++++ ページ抜粋 ++++

今回は、片山晃さんと小松原周さんの『改訂版 勝つ投資 負けない投資』の『負けない投資編』について解説します。
本書では、片山さんが「勝つ投資編」を、小松原さんが「負けない投資編」を担当し、基本的な知識や銘柄の見方・考え方・心構えなどを解説しています。
投資の目的と方法が違う。
- 勝つ投資:市場平均を上回る投資成果を得ることを目指す投資。
- 負けない投資:市場平均に連動する投資成果を得ることを目指す投資。
著者:小松原周さんのプロフィール
小松原周さんは、大手資産運用会社のファンドマネージャー・アナリストを務める機関投資家で、TOPIXなどの指標に対して不敗の実績を誇っていて、投機家と投資家の違いについて言及しています。
負けない投資編:要約
本書を読めば、市場平均のリターンを得る投資方法を身につけることができるでしょう。
キャッチコピーをつけるなら『TOPIXにも負けない!市場平均を得る投資の本質!【負けない投資編】』です。
第1章:株式投資の基本
本章では、株式投資の基本的な知識や考え方について解説します。
株式投資で負けないためには、この4つのポイントの理解が重要です。
- 株式とは何かを知る。
- 投機と投資の違いを知る。
- リスクとリターンのバランス感覚を磨く。
- 株価が何からできているかを知る。
ポイント1.株式とは何かを知る。
そもそも株式とは、企業の資本の一部を表す証券のことで、株式を持つことは、企業の所有者の一人になることを意味します。
株式を持つことによって、このような権利や利益が得られます。
- 配当の受取権。
- 株主総会への参加権。
- 株式の売買による利益。
投資家は、自分の資金を使って、これらの権利や利益を得るために株式を買います。
そこで注意するポイントはこの3つ。
- 投資する対象や方法を選ぶ。
- 投資にかける時間や資金・リスク許容度などを考える。
- 投資の目的や目標を明確にする。
これらができて投資家と呼べます。
ポイント2.「投機」と「投資」の違いを知る。
「投機」と「投資」の違いは、短期的な価格変動による利益か、長期的な価値向上による利益のどちらを求めるかです。
- 短期的な価格変動による利益を狙う。
- 株式の本質的な価値や企業の業績は無関係。
- マーケットの心理やトレンドに従って売買を繰り返す。
- レバレッジや信用取引などを利用する。
- ハイリスク・ハイリターン。

++++ データセット項目 ++++

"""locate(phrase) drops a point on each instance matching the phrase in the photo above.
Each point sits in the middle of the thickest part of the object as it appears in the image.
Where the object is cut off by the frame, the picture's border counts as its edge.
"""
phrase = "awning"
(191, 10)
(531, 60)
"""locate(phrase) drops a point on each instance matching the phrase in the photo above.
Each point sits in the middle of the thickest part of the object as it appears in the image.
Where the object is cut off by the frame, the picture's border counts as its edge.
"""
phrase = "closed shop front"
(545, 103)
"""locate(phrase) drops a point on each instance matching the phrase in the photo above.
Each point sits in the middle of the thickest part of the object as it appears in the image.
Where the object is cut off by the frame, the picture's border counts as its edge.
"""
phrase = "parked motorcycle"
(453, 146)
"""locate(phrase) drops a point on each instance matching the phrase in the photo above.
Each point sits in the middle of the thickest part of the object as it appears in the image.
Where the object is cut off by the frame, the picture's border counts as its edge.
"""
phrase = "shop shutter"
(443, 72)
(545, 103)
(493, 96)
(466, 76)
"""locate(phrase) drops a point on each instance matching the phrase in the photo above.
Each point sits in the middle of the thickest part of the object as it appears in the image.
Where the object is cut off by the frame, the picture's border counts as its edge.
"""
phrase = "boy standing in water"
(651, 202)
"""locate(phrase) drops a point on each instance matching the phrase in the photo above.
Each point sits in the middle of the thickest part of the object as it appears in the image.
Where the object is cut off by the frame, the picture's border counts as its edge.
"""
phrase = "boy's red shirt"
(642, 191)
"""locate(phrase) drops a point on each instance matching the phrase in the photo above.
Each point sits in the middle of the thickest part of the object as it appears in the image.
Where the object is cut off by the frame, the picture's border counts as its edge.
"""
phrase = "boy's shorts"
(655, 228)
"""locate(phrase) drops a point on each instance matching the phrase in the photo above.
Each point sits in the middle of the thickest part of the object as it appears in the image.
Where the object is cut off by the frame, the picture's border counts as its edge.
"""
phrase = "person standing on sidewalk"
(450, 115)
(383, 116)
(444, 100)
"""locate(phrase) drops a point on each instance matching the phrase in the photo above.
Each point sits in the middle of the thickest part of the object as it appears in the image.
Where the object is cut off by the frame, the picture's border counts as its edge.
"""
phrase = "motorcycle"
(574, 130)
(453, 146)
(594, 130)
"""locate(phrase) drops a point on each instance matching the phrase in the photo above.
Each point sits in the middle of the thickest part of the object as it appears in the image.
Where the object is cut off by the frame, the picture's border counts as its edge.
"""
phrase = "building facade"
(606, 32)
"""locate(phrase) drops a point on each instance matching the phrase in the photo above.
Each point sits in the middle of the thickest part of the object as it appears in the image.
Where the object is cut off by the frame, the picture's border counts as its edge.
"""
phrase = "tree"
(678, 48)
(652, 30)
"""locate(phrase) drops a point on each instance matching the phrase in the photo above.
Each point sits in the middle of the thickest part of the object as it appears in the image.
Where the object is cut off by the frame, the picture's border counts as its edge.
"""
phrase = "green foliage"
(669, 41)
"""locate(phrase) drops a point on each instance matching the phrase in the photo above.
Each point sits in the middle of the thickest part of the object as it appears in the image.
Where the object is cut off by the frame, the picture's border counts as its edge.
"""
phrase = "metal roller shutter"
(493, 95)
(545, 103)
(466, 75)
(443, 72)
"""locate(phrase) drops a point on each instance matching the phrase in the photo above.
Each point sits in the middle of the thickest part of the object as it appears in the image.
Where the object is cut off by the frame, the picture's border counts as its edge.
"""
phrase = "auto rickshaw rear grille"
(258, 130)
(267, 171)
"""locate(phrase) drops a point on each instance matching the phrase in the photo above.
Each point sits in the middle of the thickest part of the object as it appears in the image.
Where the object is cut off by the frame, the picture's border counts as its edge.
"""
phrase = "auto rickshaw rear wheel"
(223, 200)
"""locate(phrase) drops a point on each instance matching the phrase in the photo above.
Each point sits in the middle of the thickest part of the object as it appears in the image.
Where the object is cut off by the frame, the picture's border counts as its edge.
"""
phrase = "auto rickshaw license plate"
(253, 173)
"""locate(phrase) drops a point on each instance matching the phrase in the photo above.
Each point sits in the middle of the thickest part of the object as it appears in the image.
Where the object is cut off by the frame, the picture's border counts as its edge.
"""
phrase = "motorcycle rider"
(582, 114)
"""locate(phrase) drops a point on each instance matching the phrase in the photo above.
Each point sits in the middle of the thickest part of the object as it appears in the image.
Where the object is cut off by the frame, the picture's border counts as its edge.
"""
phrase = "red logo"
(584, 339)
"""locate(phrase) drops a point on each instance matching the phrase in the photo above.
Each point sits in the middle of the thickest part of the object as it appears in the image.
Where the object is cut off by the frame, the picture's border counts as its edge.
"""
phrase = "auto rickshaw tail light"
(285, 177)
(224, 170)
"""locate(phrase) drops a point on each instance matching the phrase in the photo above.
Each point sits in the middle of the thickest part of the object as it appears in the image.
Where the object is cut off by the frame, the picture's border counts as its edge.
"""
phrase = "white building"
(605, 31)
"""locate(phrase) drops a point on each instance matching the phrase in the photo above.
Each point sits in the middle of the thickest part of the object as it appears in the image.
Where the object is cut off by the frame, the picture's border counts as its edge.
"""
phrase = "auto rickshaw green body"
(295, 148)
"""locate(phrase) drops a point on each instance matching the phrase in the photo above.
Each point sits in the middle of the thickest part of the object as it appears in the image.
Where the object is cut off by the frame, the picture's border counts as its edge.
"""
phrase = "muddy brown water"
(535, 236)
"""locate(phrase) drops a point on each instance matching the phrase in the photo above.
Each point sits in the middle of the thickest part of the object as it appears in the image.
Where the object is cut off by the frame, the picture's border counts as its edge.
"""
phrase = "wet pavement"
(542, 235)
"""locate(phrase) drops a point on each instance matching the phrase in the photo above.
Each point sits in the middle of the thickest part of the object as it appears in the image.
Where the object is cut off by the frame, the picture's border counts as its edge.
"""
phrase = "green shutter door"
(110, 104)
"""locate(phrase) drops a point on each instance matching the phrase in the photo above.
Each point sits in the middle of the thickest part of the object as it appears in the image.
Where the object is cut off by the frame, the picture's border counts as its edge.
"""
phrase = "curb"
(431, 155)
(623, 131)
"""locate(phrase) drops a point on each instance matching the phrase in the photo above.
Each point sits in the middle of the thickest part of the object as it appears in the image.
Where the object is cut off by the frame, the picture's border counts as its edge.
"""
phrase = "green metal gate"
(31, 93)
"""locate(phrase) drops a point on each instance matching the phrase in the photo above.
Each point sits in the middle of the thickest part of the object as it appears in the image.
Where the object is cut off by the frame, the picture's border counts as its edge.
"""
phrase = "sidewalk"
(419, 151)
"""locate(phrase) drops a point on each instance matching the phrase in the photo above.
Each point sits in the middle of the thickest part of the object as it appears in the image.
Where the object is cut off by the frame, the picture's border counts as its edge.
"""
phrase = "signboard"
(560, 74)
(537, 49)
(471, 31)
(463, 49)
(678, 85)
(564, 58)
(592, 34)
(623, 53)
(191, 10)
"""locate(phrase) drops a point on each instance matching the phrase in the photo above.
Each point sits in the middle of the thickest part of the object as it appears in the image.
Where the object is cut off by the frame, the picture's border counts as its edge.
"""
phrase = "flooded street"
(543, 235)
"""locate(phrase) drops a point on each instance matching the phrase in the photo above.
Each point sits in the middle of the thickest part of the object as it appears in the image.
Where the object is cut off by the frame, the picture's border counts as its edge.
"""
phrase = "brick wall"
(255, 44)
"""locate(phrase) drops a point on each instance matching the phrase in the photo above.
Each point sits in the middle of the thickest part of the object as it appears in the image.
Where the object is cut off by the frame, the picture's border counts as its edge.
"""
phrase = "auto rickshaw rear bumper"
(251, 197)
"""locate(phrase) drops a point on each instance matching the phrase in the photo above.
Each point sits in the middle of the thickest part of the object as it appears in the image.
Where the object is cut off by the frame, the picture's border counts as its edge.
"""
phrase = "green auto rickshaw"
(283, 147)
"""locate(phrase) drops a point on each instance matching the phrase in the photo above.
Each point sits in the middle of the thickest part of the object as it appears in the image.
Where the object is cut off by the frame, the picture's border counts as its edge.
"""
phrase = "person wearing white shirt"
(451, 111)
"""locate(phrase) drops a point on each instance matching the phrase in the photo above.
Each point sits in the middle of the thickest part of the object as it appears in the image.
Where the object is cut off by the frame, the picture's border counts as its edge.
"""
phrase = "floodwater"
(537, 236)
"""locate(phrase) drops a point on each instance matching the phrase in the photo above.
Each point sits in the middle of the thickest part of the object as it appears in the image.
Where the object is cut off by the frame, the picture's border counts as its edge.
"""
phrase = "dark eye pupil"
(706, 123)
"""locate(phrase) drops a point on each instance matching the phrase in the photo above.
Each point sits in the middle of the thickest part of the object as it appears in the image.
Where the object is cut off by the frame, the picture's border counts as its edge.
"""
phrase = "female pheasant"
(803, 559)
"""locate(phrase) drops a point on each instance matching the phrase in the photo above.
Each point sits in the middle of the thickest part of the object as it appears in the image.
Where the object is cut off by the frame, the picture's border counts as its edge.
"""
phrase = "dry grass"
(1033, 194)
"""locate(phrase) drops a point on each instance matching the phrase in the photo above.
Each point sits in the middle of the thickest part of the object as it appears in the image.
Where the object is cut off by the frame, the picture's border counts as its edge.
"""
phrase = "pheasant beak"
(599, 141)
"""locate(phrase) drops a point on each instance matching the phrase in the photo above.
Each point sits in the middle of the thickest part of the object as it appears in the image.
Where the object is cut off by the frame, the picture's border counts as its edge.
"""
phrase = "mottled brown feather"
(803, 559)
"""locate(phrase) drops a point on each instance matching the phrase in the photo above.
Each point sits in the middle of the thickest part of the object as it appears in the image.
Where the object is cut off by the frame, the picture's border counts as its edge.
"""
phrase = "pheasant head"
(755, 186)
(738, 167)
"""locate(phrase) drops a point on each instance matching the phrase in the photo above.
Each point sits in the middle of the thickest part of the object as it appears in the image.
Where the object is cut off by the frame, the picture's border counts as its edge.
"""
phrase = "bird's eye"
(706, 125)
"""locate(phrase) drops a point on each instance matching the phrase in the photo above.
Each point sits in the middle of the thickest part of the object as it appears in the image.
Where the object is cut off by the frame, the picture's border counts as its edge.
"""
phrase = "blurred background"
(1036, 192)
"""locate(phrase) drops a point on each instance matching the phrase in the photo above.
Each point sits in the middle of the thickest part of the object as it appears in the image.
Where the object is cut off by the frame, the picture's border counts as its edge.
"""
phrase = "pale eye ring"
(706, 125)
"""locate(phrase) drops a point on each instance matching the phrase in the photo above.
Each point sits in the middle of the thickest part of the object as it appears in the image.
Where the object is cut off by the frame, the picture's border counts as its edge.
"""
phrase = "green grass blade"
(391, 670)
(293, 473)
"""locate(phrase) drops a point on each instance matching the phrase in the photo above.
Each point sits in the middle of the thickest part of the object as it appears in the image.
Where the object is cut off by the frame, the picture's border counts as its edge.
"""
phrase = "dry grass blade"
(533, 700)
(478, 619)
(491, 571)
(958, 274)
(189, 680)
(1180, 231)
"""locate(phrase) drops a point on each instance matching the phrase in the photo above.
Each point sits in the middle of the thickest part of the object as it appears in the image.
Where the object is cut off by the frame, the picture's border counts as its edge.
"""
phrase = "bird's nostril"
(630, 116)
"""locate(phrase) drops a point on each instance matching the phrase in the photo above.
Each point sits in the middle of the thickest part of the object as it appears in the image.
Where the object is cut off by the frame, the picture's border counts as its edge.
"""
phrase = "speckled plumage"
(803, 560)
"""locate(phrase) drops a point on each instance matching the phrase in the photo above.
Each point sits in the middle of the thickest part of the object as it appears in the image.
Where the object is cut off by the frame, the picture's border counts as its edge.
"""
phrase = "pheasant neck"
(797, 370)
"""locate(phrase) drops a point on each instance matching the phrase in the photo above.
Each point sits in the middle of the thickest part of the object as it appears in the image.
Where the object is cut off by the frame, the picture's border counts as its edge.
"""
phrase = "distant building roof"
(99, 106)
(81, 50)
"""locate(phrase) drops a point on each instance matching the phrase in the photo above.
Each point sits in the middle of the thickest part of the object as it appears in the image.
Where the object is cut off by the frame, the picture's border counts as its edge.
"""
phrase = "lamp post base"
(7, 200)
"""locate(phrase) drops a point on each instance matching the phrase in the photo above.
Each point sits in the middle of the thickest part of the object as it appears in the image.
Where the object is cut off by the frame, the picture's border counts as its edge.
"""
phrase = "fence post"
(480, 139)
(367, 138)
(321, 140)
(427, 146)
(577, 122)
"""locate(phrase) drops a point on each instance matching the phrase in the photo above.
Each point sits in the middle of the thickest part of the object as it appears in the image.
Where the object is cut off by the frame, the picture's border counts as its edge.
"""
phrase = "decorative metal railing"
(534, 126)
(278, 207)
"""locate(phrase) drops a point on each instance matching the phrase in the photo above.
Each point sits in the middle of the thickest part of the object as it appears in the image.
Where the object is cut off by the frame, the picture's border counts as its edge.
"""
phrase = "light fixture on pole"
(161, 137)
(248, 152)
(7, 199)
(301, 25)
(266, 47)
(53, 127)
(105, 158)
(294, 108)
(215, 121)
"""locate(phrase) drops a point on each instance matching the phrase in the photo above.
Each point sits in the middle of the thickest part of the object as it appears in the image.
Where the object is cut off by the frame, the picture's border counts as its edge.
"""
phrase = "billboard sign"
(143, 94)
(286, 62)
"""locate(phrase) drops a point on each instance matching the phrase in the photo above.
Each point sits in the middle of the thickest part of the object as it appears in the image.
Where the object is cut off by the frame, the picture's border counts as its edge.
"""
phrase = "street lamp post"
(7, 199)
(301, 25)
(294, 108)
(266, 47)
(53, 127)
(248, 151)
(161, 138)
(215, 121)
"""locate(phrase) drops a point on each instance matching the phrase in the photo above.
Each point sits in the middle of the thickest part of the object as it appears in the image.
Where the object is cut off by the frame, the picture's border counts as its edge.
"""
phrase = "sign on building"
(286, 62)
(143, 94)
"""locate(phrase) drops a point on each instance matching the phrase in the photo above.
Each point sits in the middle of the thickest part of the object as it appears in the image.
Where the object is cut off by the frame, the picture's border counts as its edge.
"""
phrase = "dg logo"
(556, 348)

++++

- **やるべきこと**
投資本の解説のうち、「今回は、片山晃さんと小松原周さんの『改訂版 勝つ投資 負けない投資』の『負けない投資編』について解説します。」で始まり「株式投資で負けないためには、この4つのポイントの理解が重要です。」で終わる範囲を、「市場平均」を「市場全体の平均」に更新したうえで示してください。 データセットの項目は使わなくてかまいません。

- **課題の結果**
今回は、片山晃さんと小松原周さんの『改訂版 勝つ投資 負けない投資』の『負けない投資編』について解説します。
本書では、片山さんが「勝つ投資編」を、小松原さんが「負けない投資編」を担当し、基本的な知識や銘柄の見方・考え方・心構えなどを解説しています。
投資の目的と方法が違う。
- 勝つ投資:市場全体の平均を上回る投資成果を得ることを目指す投資。
- 負けない投資:市場全体の平均に連動する投資成果を得ることを目指す投資。
著者:小松原周さんのプロフィール
小松原周さんは、大手資産運用会社のファンドマネージャー・アナリストを務める機関投資家で、TOPIXなどの指標に対して不敗の実績を誇っていて、投機家と投資家の違いについて言及しています。
負けない投資編:要約
本書を読めば、市場全体の平均のリターンを得る投資方法を身につけることができるでしょう。
キャッチコピーをつけるなら『TOPIXにも負けない!市場全体の平均を得る投資の本質!【負けない投資編】』です。
第1章:株式投資の基本
本章では、株式投資の基本的な知識や考え方について解説します。
株式投資で負けないためには、この4つのポイントの理解が重要です。